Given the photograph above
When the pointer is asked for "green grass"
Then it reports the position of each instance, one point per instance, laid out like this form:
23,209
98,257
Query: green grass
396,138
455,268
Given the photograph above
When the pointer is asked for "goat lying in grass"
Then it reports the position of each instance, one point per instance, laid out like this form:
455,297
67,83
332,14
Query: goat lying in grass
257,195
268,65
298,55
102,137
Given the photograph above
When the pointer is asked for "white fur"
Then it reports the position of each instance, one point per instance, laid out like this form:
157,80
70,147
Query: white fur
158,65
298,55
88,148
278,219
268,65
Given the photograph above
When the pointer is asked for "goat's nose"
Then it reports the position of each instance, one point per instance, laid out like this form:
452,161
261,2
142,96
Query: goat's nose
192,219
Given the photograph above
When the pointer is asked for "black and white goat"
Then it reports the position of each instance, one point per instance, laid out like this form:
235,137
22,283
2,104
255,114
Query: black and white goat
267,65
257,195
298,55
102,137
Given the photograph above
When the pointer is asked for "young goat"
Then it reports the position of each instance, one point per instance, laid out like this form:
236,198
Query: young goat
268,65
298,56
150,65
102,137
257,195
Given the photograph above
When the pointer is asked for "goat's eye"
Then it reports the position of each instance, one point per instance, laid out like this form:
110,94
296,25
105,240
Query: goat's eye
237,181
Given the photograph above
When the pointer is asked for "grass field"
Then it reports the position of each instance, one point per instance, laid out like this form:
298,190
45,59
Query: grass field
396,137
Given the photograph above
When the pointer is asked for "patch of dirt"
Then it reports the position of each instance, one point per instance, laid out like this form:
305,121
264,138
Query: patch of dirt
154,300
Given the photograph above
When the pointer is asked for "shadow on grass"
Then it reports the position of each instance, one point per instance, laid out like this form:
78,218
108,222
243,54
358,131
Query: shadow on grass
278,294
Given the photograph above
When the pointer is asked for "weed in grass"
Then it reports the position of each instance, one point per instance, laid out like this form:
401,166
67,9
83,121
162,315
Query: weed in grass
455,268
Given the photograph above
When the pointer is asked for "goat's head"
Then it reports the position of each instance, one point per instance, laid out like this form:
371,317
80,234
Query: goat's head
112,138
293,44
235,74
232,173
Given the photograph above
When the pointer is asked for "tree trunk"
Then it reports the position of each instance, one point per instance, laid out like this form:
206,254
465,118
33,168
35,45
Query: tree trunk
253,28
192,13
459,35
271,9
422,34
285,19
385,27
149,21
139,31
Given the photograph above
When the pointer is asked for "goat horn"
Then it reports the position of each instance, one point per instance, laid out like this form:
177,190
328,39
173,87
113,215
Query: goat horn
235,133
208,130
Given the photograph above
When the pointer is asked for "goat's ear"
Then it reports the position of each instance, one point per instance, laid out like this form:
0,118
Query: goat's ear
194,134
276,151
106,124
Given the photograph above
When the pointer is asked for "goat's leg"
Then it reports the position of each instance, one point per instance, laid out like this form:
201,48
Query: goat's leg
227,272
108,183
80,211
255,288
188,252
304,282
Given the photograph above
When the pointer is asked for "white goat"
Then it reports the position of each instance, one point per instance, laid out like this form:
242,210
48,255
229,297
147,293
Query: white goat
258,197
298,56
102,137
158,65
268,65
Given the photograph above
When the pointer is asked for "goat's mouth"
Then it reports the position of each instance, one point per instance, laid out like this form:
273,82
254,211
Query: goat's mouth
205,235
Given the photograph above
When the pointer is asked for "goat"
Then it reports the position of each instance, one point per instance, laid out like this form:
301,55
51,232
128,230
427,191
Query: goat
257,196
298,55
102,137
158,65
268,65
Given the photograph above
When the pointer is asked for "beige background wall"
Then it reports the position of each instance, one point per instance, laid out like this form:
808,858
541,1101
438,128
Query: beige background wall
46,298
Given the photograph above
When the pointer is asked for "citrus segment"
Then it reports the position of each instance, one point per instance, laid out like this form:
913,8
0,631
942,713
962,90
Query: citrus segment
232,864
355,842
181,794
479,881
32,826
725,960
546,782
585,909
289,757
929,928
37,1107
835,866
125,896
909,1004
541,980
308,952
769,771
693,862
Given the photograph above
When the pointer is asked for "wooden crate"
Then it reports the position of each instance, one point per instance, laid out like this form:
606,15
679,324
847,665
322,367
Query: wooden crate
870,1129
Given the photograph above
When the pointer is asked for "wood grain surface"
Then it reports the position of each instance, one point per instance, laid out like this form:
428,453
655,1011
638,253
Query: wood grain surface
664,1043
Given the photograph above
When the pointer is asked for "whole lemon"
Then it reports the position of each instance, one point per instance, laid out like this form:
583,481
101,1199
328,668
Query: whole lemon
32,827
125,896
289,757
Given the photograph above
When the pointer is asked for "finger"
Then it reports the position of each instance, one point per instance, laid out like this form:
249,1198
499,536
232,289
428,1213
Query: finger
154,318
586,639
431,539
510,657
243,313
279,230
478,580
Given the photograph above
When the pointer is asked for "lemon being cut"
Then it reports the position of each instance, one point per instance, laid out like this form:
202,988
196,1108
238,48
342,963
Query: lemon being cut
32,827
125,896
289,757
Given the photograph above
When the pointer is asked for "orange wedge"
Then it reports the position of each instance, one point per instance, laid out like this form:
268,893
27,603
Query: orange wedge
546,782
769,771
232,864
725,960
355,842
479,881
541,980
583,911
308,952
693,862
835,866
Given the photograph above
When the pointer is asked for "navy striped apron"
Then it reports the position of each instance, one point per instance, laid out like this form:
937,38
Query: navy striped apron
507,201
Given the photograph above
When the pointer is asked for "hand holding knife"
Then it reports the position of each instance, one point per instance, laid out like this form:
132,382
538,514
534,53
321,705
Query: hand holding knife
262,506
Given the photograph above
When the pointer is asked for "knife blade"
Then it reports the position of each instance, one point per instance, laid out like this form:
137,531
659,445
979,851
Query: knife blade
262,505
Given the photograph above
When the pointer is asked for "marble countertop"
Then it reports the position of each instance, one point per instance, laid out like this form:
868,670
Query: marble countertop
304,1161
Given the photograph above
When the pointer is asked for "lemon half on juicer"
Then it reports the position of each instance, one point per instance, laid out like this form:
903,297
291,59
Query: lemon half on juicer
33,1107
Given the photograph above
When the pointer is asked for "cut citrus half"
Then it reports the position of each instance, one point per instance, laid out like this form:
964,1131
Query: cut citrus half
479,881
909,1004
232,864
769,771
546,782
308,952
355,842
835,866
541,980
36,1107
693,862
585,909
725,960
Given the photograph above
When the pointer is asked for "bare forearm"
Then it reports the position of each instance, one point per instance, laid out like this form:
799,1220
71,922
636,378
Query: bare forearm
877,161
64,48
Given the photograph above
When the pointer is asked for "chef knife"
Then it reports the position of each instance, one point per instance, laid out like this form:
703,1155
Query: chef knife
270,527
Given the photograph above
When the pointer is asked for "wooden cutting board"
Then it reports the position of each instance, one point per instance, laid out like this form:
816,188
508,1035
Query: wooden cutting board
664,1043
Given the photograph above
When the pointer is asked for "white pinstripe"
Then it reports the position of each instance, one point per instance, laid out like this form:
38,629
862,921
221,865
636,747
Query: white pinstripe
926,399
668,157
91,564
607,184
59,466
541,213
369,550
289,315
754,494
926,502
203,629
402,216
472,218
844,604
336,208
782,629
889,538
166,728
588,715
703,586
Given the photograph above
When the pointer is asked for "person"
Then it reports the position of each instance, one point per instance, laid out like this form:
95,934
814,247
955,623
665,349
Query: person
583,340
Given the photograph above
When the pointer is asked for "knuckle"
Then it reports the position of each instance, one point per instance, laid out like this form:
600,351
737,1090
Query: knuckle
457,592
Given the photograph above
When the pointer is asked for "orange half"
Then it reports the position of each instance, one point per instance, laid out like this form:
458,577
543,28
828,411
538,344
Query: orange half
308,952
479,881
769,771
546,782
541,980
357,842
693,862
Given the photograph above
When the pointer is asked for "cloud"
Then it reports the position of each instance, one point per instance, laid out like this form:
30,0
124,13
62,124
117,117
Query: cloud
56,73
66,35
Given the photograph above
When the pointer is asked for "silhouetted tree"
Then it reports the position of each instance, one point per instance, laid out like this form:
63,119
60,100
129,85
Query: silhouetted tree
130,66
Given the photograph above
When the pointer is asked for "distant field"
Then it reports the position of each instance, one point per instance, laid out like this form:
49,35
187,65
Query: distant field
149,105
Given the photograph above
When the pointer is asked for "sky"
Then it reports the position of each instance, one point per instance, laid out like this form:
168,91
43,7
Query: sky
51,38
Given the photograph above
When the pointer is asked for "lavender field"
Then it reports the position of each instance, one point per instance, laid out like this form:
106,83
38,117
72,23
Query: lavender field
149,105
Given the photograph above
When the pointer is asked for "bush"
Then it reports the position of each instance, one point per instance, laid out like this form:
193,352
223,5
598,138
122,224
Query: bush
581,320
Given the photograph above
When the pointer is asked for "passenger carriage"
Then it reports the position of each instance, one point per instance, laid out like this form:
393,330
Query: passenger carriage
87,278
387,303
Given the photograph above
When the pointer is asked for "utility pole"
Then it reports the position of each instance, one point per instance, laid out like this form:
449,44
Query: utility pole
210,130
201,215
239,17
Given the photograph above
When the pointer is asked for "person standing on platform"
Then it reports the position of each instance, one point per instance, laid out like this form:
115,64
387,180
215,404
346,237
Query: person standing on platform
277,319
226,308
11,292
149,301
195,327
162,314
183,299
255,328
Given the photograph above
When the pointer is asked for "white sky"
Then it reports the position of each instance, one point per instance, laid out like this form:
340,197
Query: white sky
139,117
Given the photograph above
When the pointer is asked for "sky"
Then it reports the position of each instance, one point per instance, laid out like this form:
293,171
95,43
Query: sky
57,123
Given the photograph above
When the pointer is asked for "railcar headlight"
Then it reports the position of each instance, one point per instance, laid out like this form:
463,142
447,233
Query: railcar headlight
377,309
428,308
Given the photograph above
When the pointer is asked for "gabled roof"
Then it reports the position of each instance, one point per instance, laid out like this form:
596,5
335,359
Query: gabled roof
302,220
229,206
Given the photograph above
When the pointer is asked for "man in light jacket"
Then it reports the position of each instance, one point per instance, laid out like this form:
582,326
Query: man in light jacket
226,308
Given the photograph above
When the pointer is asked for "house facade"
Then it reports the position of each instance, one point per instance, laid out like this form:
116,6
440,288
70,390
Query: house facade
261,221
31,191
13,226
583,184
---------------
_ACTION ITEM:_ Print exactly the lines of the records from the one containing "Query: passenger carriage" through the end, and nothing besides them.

_WORKED SOLUTION:_
Query: passenger carriage
87,278
387,303
Given the photograph above
When the pointer is asked for "utility pole"
Then it reports the position of each instance, one point per instance, laid out like this form:
449,44
Query: utility pole
210,130
201,215
239,17
Given the photograph above
When the pointer is asked for "person standing on platform"
Then it reports the position of each instance, one point per instance, laid out like this form:
115,64
387,180
215,404
346,237
Query: person standing on platform
277,319
226,308
11,292
149,301
195,327
162,314
183,299
255,328
Given the photograph above
When the pointer is asked for "white sky"
Then it reports the position of each instance, one point per instance, laid out like this form:
340,197
Query: white sky
139,117
Given the photograph above
When the pointer is asked for "sky"
Then it reports the position of each instance, one point per instance, laid out like this form:
293,171
95,43
Query: sky
57,123
Given the photograph above
When the pointer is asked for "railcar headlight"
Then it reports the position of each instance, one point per instance, laid out like this form:
463,142
447,233
Query: railcar headlight
377,309
428,308
Given the photograph above
When the pointer is asked for "gabled roof"
Then it reports the position of each instance, one point per instance, laid out like this form:
596,5
335,359
Query: gabled roof
302,220
229,206
Given the photograph above
When the pointer is asked for "man in light jacket"
Then it reports the position of each instance, one point per instance, laid out like this form:
582,326
Query: man in light jacket
226,308
Given the photograph above
When the pointer is asked for "house facade"
Then it reports the position of each instance, one point per instance, laid out like this form:
116,6
440,288
70,390
Query: house facade
261,221
31,191
13,226
583,184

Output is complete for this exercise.